[Stored data]
----------

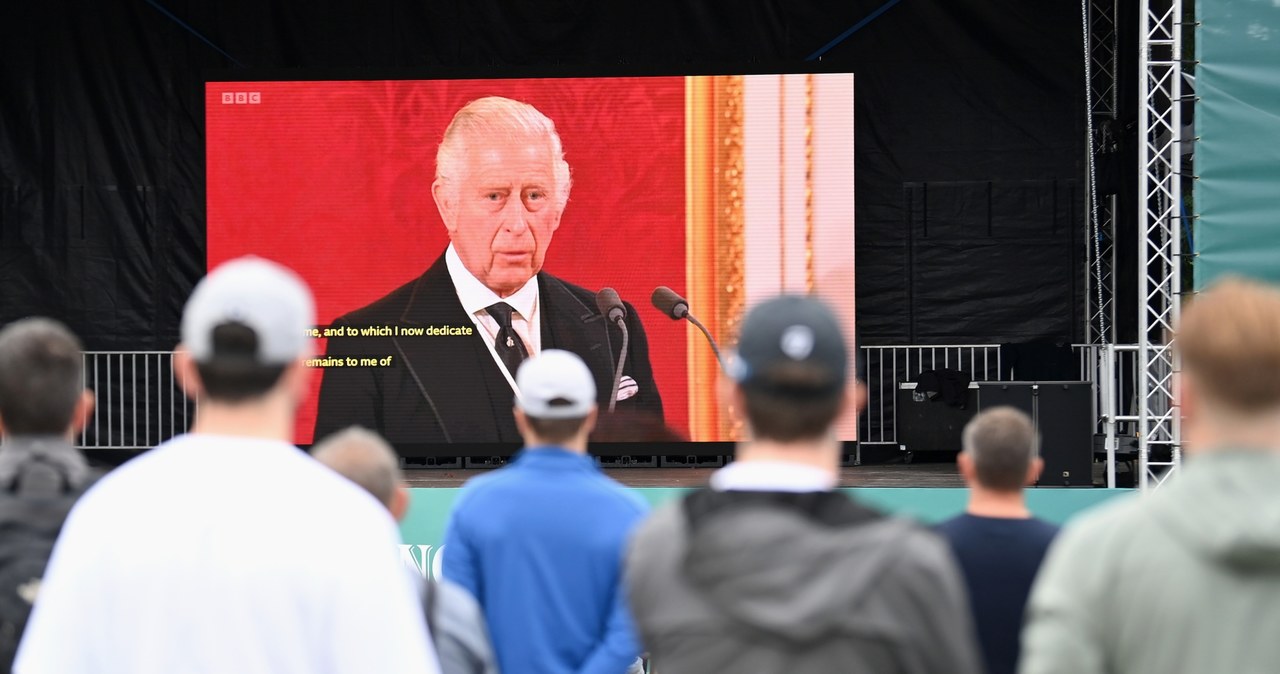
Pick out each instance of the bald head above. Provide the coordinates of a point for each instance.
(364, 458)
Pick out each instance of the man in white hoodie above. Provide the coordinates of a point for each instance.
(1185, 578)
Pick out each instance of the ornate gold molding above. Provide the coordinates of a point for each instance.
(714, 256)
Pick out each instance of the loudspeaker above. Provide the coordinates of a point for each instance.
(926, 425)
(1063, 413)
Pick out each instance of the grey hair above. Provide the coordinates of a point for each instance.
(362, 457)
(503, 118)
(1002, 443)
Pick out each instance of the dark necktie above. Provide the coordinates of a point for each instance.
(507, 343)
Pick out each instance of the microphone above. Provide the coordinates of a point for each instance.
(670, 303)
(612, 307)
(676, 308)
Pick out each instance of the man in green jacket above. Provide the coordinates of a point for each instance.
(1185, 579)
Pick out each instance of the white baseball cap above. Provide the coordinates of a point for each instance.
(266, 297)
(556, 385)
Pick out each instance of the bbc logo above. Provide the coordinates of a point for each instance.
(241, 97)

----------

Work order>
Reproduce exactly the lines from the one with "Pick out each instance of the ornate" through the last line of the entries, keeping both of those lines and nothing else.

Reply to the task>
Pick out each instance of the ornate gold molding above. Provide the coordinates of a point for each instance.
(714, 256)
Pick out each instance of the loudspeaker above. Provide the coordinates of a point for each instance.
(926, 425)
(1063, 413)
Pick out each instance of the grey hair above. Provide the coordinates of a point for each instance.
(362, 457)
(503, 118)
(1002, 443)
Pick out each instance of the dark necktie above. Provide the coordinates of a point for each instance.
(507, 343)
Pick out each instance of the microphone above. Provide the coordinates of a point for each instance.
(670, 303)
(612, 307)
(676, 308)
Pick out each instance of the man in green jacket above. Provide the coordinates of a point for each instance.
(1185, 579)
Pick out each instance of the white baseball cap above. Provide the coordinates of a point for each instance.
(266, 297)
(556, 385)
Pick out each instance of the bbc logo above. Provide the coordinates of a point for each instance.
(241, 97)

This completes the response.